*TO DO*.
Reproduce the data exactly as it stands.

────

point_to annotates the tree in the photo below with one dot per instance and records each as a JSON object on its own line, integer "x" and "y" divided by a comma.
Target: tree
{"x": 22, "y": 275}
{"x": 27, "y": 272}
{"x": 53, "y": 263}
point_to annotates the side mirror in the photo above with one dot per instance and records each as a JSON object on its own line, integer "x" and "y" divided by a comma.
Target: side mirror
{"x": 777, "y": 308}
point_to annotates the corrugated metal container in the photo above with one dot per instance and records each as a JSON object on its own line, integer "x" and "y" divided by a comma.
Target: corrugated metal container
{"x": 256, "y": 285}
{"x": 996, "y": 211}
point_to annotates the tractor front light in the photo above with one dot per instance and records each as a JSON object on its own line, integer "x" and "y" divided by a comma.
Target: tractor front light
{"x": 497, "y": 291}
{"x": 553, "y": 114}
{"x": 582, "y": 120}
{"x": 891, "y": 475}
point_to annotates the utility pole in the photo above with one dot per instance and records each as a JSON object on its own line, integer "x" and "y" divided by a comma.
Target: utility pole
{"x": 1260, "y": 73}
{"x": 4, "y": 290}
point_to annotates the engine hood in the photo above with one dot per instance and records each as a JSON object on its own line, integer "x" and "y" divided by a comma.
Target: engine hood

────

*RESPONSE*.
point_to annotates the tree in the photo below with one dot per instance and records each as a JSON object on its own line, integer "x" and "y" divided by a comma.
Target: tree
{"x": 22, "y": 275}
{"x": 27, "y": 272}
{"x": 53, "y": 263}
point_to annotates the side mirror in the photo above with one dot per instance and records each as a JSON object on its own line, integer "x" and "y" divided by a comma.
Target: side mirror
{"x": 777, "y": 308}
point_to annotates the corrugated metal container in the photo above with one dot per instance and records each as a JSON object on its own line, integer "x" and "y" divided by a comma.
Target: corrugated metal container
{"x": 256, "y": 285}
{"x": 996, "y": 211}
point_to annotates the tractor front light in the photo above with one dot per instance and records each as a JSON object on its own line, integer "x" and "y" divided by a comma.
Target: tractor front light
{"x": 497, "y": 291}
{"x": 553, "y": 114}
{"x": 582, "y": 120}
{"x": 891, "y": 475}
point_to annotates the utility pole in the photo above with one dot per instance and records each as a JSON object on its own line, integer "x" and "y" divided by a comma.
Target: utility pole
{"x": 1260, "y": 73}
{"x": 4, "y": 290}
point_to annotates the engine hood in the photo above with one dot per instance and records each as a JSON object on its own line, integer "x" and "y" divided by a comma.
Target: engine hood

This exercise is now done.